[Short problem a]: Translate this sentence from the apple recipe text into Spanish: "This allows the moisture to escape the oven."

[Document section]:
---------------

Dr. Campbell’s newest book “Whole: Rethinking Nutrition” has been added to my “must read” list for the winter. There is also a documentary that came out this past summer – trailer here – which I am really interested in watching. I’m hoping it will be part of a nutrition based film series that I help coordinate each year in my community.
I’m still working on bushels of apples from my apple picking travels (here). So I thought I’d use some to create healthy snacks for the week – starting with simple dried apple rings and apple-ginger spiced snack bites.
Homemade dried apples are easy and pack 10x the flavor as store-bought.
- 4 medium apples cored and sliced into thin rings. 1/4" thick slices will produce a crispier dried apple, 1/2" thick will produce a dried apple with a little more substance and chewiness.
- 1/4 teaspoon ground cinnamon
- 1/8 teaspoon ground ginger
- 1/8 teaspoon ground cardamom
- Pinch of ground cloves
Heat oven to 200 F.
Wash, core and slice apples.
In a large bowl, gently toss apples and spices.
Lay each individual ring/piece flat on a rimmed, parchment lined baking sheet.
Baking time will vary depending on thickness and how crisp you want your apple rings.
Take a wooden spoon and use it as a wedge to prop the oven door slightly ajar during the drying process. This allows the moisture to escape the oven.
A general timeline would be 1.5 - 2 hours, flipping the apples halfway through and rotating the cookie sheets. 2 hours will give you crisp apple rings that are more like apple chips.
Apple and Ginger in a healthy snack bite
- 1.5 cups rolled oats lightly toasted
- ½ cup almond butter
- ¼ cup honey
- 1 1/4 cups dried apple finely chopped (recipe above)

---------------

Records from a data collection
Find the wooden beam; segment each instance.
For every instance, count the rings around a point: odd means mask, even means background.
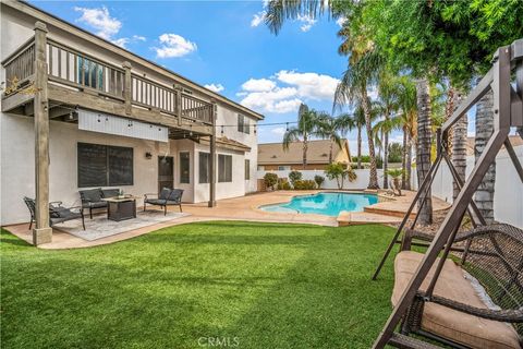
[[[161,113],[159,110],[147,110],[133,106],[131,115],[127,115],[125,112],[125,104],[121,101],[111,100],[110,98],[105,98],[102,96],[86,94],[80,91],[73,91],[71,88],[61,87],[54,84],[48,85],[48,92],[49,99],[59,104],[78,106],[80,108],[84,109],[96,110],[122,118],[129,118],[186,131],[190,131],[192,125],[193,130],[197,128],[197,131],[204,134],[211,134],[212,132],[211,125],[196,124],[194,122],[185,121],[185,119],[182,119],[182,124],[179,124],[177,117]]]
[[[33,229],[33,244],[52,241],[49,227],[49,100],[47,93],[47,27],[35,24],[35,194],[36,227]]]
[[[11,110],[24,106],[33,100],[32,94],[16,93],[14,95],[2,97],[2,112],[10,112]]]
[[[217,106],[212,101],[212,134],[210,135],[210,176],[209,176],[209,207],[216,206],[216,112]]]

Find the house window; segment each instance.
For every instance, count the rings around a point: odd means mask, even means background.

---------------

[Short problem b]: Please reproduce the entire listing of data-collection records word for word, but leave the pictures out.

[Answer a]: Esto permite que la humedad salga del horno.

[Answer b]:
Find the wooden beam; segment each instance.
For every instance, count the rings around a point: odd means mask, even means background.
[[[161,113],[159,110],[147,110],[133,106],[131,115],[127,115],[125,112],[125,104],[121,101],[111,100],[110,98],[105,98],[102,96],[86,94],[80,91],[73,91],[71,88],[61,87],[54,84],[48,85],[48,92],[49,99],[59,104],[78,106],[80,108],[84,109],[96,110],[122,118],[129,118],[186,131],[190,131],[192,125],[193,130],[197,128],[197,131],[204,134],[211,134],[212,132],[211,125],[196,124],[194,122],[185,121],[185,119],[182,119],[182,124],[179,124],[177,117]]]
[[[33,229],[33,244],[52,241],[49,227],[49,100],[47,93],[47,27],[35,24],[35,194],[36,227]]]
[[[11,110],[24,106],[33,100],[32,94],[16,93],[14,95],[2,97],[2,112],[10,112]]]
[[[217,106],[212,101],[212,134],[210,135],[210,176],[209,176],[209,207],[216,206],[216,112]]]

Find the house window; segment each instance.
For every instance, count the rings around a point: odd means mask, even means background.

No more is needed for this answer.